KAPITAL

Jura: le Federer de la machine à café

Leader mondial dans le haut de gamme, la PME soleuroise accélère sa mue pour résister au franc fort. Elle s’appuie notamment sur la renommée de son ambassadeur, Roger F. Visite.

La petite commune de Niederbuchsiten, dans le canton de Soleure, semble vouée au culte de Roger Federer. On y trouve par exemple le seul «Walk of Fame» dédié à la star, où l’on peut se faire tirer le portrait aux côtés de sa reproduction en carton. Pourtant, le tennisman n’y est pas né et ne s’y rend que rarement. L’explication est ailleurs: depuis 2006, la marque de machines à café automatiques Jura, champion industriel local, a fait de lui son ambassadeur.

Pour renforcer sa visibilité à l’étranger, la société mise sur les valeurs rassurantes du tennisman — élégant, précis et moins «canaille» que George Clooney, égérie des capsules du concurrent Nespresso. Contrairement au sextuple vainqueur de Wimbledon, la firme n’entend en revanche pas céder son rang de numéro un mondial dans les machines automatiques haut de gamme, dont le prix d’entrée avoisine les mille francs.

Avec plus de 280’000 unités écoulées dans une cinquantaine de pays l’an passé, Jura symbolise une industrie suisse qui réussit à s’imposer à l’échelle globale dans un secteur très concurrentiel. Grâce notamment aux exportateurs de machines, le café dépasse même le chocolat ou le fromage dans l’économie suisse, à près de 1% du PIB.

Mais des nuages assombrissent l’horizon de la société. Comme d’autres PME suisses, l’entreprise est confrontée à un choix qui se résume en une formule: sous la pression du franc fort, sortir des frontières ou péricliter. En 2011, malgré des ventes de machines en hausse, Jura a ainsi dû enregistrer une diminution de 5% de son chiffre d’affaires, à 352 millions de francs. La faute à des frais élevés, payés pour moitié en francs suisses: «Cela va devenir vraiment dur pour les sociétés qui ne deviennent pas globales», souligne le directeur de la marque depuis deux décennies, Emanuel Probst.

→ **DONNÉES FOURNIES**:
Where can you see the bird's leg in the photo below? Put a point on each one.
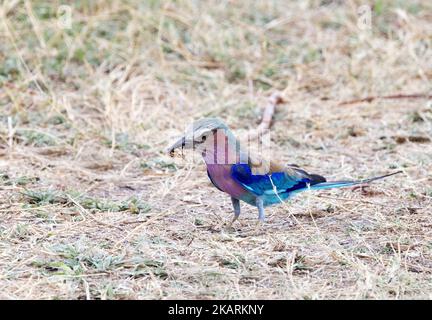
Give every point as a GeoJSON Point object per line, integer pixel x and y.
{"type": "Point", "coordinates": [260, 206]}
{"type": "Point", "coordinates": [236, 206]}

→ **TRAVAIL DEMANDÉ**:
• A. Pour chacune des affirmations suivantes, indiquez si l'article sur Jura la confirme (oui ou non) et citez mot pour mot les termes de l'article qui tranchent. (i) Roger Federer est né à Niederbuchsiten. (ii) Jura a vendu plus de 280’000 machines l'an passé. (iii) En 2011, le chiffre d'affaires de Jura a progressé.
• B. Recopiez à l'identique le passage de l'article sur Jura qui débute par les mots contenant «La petite commune» et s'achève sur «lui son ambassadeur.».
• C. Prolongez l'article sur Jura à partir de sa dernière phrase.

→ **RÉPONSES ATTENDUES**:
• A.
(i) Non : « le tennisman n’y est pas né »
(ii) Oui : « Avec plus de 280’000 unités écoulées dans une cinquantaine de pays l’an passé »
(iii) Non : « Jura a ainsi dû enregistrer une diminution de 5% de son chiffre d’affaires »

• B.
La petite commune de Niederbuchsiten, dans le canton de Soleure, semble vouée au culte de Roger Federer. On y trouve par exemple le seul «Walk of Fame» dédié à la star, où l’on peut se faire tirer le portrait aux côtés de sa reproduction en carton. Pourtant, le tennisman n’y est pas né et ne s’y rend que rarement. L’explication est ailleurs: depuis 2006, la marque de machines à café automatiques Jura, champion industriel local, a fait de lui son ambassadeur.

• C.
Lui a déjà choisi. Sur ses 630 employés, ils ne sont plus que 270 à travailler au pied du Jura. «Nous ne créons plus d’emplois en Suisse, où nous conservons les fonctions vitales. Mais nous avons engagé une dizaine de personnes dans nos nouvelles filiales en France et en Australie, ouvertes au début de l’année.» Des forces actives dans le marketing et la vente, car Jura ne produit rien elle-même: la réalisation des machines conçues à Niederbuchsiten est confiée au géant thurgovien Eugster/Frismag, présent en Suisse, au Portugal et en Chine, qui fournit également Nespresso.

«Il y a six mois, nous avons commencé à fabriquer des machines exclusivement dans la zone euro», explique Emanuel Probst. Une décision qui ne s’est pas prise dans l’urgence, assure le directeur. «Nous l’avons amorcée il y a quatre ans, lorsque le franc suisse avait déjà subi une baisse en regard de l’euro. Il faut faire face à une tendance de fond: la nouvelle mondialisation des PME, qui se contentaient jusqu’à présent d’exporter leur production locale.»

Pour franchir le seuil symbolique des 300’000 machines vendues cette année, Emanuel Probst s’attend notamment à une forte croissance en France: «C’est le pays qui affiche le plus de potentiel, devant les Etats-Unis et le Brésil.» La crise européenne semble renforcer l’addiction du Vieux Continent au café: «Même l’Allemagne, notre premier débouché, garde un potentiel de croissance. En fait, seul le marché suisse est véritablement saturé.» Les clients nationaux ne représentent aujourd’hui plus que 13,4% des ventes de ce fleuron helvétique fondé en 1931.

Pour Chahan Yeretzian, professeur de chimie à la Haute Ecole de sciences appliquées de Zurich et spécialiste du café, Jura prend le bon chemin: «Ils sont déjà bien positionnés sur les grands marchés, notamment aux Etats-Unis. Comme Nespresso, ils travaillent avec un ambassadeur global et sous-traitent la réalisation de leurs machines.» Un désavantage potentiel certes, car «le contrôle est toujours meilleur quand tout est produit à l’interne. Mais Emanuel Probst a une très bonne vision du marketing, il n’est pas plongé dans les boulons.»

Au début des années 1990, Jura était une société un peu ronronnante tournée vers le marché intérieur, produisant, outre des machines à café, des fers à repasser, des toasteurs ou encore des éléments pour radio.

L’arrivée d’Emanuel Probst a marqué un tournant: «Nous avons fait un pari en nous concentrant sur les seules machines à café automatiques, raconte le directeur. Il fallait choisir un marché de croissance et d’exportation, à une époque où Starbucks n’avait pas encore répandu mondialement la culture du café.»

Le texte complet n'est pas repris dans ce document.